RECORDS FOR THIS EXERCISE: Begin

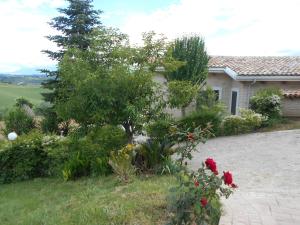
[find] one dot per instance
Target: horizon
(234, 28)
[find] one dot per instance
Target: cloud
(23, 30)
(231, 27)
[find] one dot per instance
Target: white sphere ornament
(12, 136)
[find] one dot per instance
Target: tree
(75, 25)
(190, 50)
(181, 94)
(110, 85)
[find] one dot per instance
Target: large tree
(112, 85)
(74, 26)
(190, 50)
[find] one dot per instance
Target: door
(234, 97)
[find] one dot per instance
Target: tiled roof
(291, 93)
(259, 65)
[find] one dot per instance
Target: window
(234, 101)
(218, 93)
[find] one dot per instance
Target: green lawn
(87, 201)
(10, 92)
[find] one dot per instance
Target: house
(236, 78)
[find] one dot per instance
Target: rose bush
(196, 199)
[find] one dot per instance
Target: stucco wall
(227, 84)
(290, 107)
(248, 89)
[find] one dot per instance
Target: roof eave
(269, 78)
(237, 77)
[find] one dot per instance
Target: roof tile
(259, 65)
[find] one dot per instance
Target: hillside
(10, 92)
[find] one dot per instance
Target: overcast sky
(229, 27)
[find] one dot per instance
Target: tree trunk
(183, 111)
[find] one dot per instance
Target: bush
(153, 156)
(248, 121)
(108, 137)
(18, 121)
(203, 118)
(121, 162)
(267, 102)
(196, 200)
(90, 155)
(23, 159)
(206, 99)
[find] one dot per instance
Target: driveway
(266, 167)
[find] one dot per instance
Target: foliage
(121, 162)
(75, 25)
(23, 101)
(23, 159)
(19, 121)
(77, 166)
(204, 117)
(248, 121)
(187, 141)
(109, 137)
(181, 94)
(50, 121)
(160, 129)
(190, 50)
(267, 102)
(10, 92)
(196, 200)
(154, 156)
(122, 93)
(206, 99)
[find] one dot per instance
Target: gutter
(249, 89)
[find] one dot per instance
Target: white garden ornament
(12, 136)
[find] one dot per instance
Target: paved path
(266, 167)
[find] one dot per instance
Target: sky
(229, 27)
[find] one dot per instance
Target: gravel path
(266, 167)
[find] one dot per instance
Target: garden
(104, 150)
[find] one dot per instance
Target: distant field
(10, 92)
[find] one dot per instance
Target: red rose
(203, 201)
(234, 185)
(211, 164)
(227, 178)
(190, 136)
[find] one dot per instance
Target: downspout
(249, 89)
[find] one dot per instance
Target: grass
(86, 201)
(10, 92)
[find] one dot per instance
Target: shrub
(160, 129)
(206, 99)
(18, 121)
(23, 159)
(153, 155)
(267, 102)
(203, 118)
(248, 121)
(196, 200)
(108, 137)
(121, 162)
(77, 166)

RECORDS FOR THIS EXERCISE: End

» HOW TO COMPLETE THIS TASK
Return every record exactly, without the pictures.

» WRITTEN ANSWER
[find] one dot per instance
Target: horizon
(234, 28)
[find] one dot per instance
Target: cloud
(23, 30)
(231, 27)
[find] one dot per instance
Target: white sphere ornament
(12, 136)
[find] one dot per instance
Target: tree
(75, 25)
(190, 50)
(181, 94)
(110, 85)
[find] one dot per instance
Target: large tree
(112, 85)
(74, 26)
(190, 50)
[find] one dot per instance
Target: door
(234, 97)
[find] one dot per instance
Target: tiled roof
(291, 93)
(259, 65)
[find] one dot per instance
Target: window
(234, 101)
(218, 93)
[find] one dot per instance
Target: green lawn
(87, 201)
(10, 92)
[find] one dot per instance
Target: house
(236, 78)
[find] one dot per instance
Target: rose bush
(196, 199)
[find] one dot per instance
Target: stucco wall
(227, 84)
(290, 107)
(248, 89)
[find] one dot per instance
Target: roof eave
(269, 78)
(237, 77)
[find] one dot per instance
Target: roof tile
(259, 65)
[find] one dot per instance
Target: hillside
(10, 92)
[find] one dot per instance
Target: overcast sky
(229, 27)
[find] one dot per instance
Target: tree trunk
(183, 111)
[find] one dot per instance
Target: bush
(153, 156)
(248, 121)
(108, 137)
(18, 121)
(203, 118)
(121, 162)
(267, 102)
(196, 200)
(90, 155)
(23, 159)
(206, 99)
[find] one dot per instance
Target: driveway
(266, 167)
[find] one dot per instance
Target: foliage
(121, 162)
(75, 25)
(23, 101)
(23, 159)
(19, 121)
(77, 166)
(204, 117)
(248, 121)
(187, 141)
(109, 137)
(181, 94)
(50, 121)
(160, 129)
(190, 50)
(267, 102)
(10, 92)
(196, 200)
(154, 156)
(122, 93)
(206, 99)
[find] one dot per instance
Target: gutter
(249, 89)
[find] one dot per instance
Target: white garden ornament
(12, 136)
[find] one dot per instance
Target: paved path
(266, 167)
[find] one dot per instance
Target: sky
(229, 27)
[find] one dot per instance
Target: gravel path
(266, 167)
[find] one dot per instance
Target: garden
(104, 150)
[find] one dot per instance
Target: distant field
(10, 92)
[find] one dot per instance
Target: red rose
(203, 201)
(234, 185)
(211, 164)
(227, 178)
(190, 136)
[find] one dot per instance
Target: downspout
(249, 89)
[find] one dot per instance
Target: grass
(86, 201)
(10, 92)
[find] one dot per instance
Target: shrub
(160, 129)
(206, 99)
(18, 121)
(23, 159)
(153, 155)
(267, 102)
(203, 118)
(248, 121)
(196, 200)
(108, 137)
(121, 162)
(77, 166)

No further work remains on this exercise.